SOURCE EXTRACT:
/mtxreusedist

Program for computing reuse distance and similar metrics for sparse matrix-vector multiplication

Primary LanguageCGNU General Public License v3.0GPL-3.0

This is the README file for mtxreusedist, a program for computing
reuse distance and other metrics for data locality in connection with
sparse matrix-vector multiplication kernels.

  Copyright (C) 2023 James D. Trotter

  Copying and distribution of this file, with or without modification,
  are permitted in any medium without royalty provided the copyright
  notice and this notice are preserved.

Building
--------

The mtxreusedist program can be built with `make'. Compilation and
linking may be configured through the environment variable `CC', which
is used to choose a compiler, and `CFLAGS' and `LDFLAGS', which are
used to set compiler flags and linker flags, respectively. Here is an
example:

     make CC=gcc CFLAGS="-O3 -march=native"

EXTRACTED MATERIAL:

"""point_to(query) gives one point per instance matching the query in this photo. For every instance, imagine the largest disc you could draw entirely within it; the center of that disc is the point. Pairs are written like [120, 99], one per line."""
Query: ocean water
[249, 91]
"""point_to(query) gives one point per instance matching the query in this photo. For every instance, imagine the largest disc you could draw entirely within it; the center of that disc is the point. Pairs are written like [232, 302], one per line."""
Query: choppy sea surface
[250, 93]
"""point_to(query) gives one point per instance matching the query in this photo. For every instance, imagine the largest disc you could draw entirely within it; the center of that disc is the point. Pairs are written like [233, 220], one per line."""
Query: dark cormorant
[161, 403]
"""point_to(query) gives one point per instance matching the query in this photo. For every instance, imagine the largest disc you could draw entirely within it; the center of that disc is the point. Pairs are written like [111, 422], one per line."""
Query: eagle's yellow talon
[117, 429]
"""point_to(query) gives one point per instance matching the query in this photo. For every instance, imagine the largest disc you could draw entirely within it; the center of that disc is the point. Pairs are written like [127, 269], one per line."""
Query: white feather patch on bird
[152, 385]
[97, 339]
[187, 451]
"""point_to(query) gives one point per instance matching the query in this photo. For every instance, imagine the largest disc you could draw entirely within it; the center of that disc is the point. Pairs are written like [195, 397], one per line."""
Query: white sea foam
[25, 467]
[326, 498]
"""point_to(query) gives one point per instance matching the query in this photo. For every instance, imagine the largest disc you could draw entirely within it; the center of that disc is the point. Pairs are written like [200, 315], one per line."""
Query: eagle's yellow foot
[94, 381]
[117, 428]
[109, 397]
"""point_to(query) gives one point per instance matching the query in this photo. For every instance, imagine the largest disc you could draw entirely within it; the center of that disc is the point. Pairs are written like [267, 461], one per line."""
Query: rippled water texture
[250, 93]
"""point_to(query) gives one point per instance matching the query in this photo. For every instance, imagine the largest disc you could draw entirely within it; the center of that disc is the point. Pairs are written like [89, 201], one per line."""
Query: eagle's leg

REQUIRED TASKS:
1. In one to three sentences, explain what the variables `CC', `CFLAGS' and `LDFLAGS' are each used for when building the program described in the mtxreusedist README.
2. Summarize the mtxreusedist README in two sentences.
3. Write the next part of the mtxreusedist README, picking up right after the sample `make' command.
The rows have nothing to do with the mtxreusedist README.

ANSWERS TO THE PROBLEMS:
1. `CC' chooses the compiler. `CFLAGS' sets the compiler flags, and `LDFLAGS' sets the linker flags. Together they let you configure compilation and linking when building mtxreusedist with `make'.

2. mtxreusedist is a program that computes reuse distance and other data locality metrics for sparse matrix-vector multiplication kernels. It is built with `make', and the compiler, compiler flags and linker flags can be set through the environment variables `CC', `CFLAGS' and `LDFLAGS'.

3.
If support for loading zlib-compressed Matrix Market files is needed,
then compile with -DHAVE_LIBZ and link to zlib:

     make CC=gcc CFLAGS="-O3 -march=native -DHAVE_LIBZ" LDFLAGS="-lz"


Usage
-----

mtxreusedist is used to load a matrix from a file in Matrix Market
format (see https://math.nist.gov/MatrixMarket/formats.html), convert
the sparse matrix to compressed sparse row (CSR) format, and then
compute reuse distance or similar metrics for a sparse matrix-vector
multiplication (SpMV) kernel using the given matrix.

Some parts of these computations can use OpenMP for shared-memory
parallelism. In this case, the environment variable `OMP_NUM_THREADS'
can be set to control the number of threads that are used. In
addition, `OMP_PROC_BIND' can be set to bind threads to particular
cores.

If the option `--verbose' is supplied, then some more information is
printed, such as how long time is spent loading the matrix and
computing the reference distance.

Here is an example showing how to compute a histogram of the reference
distance for the HB/1138_bus (https://sparse.tamu.edu/HB/1138_bus)
from the SuiteSparse Matrix Collection. First, download the matrix in
Matrix Market file format, and then use the following command:

    $ ./mtxreusedist --histogram --verbose 1138_bus.mtx >1138_bus.txt
    mtxfile_read: 0.003338 seconds (12.7 MB/s)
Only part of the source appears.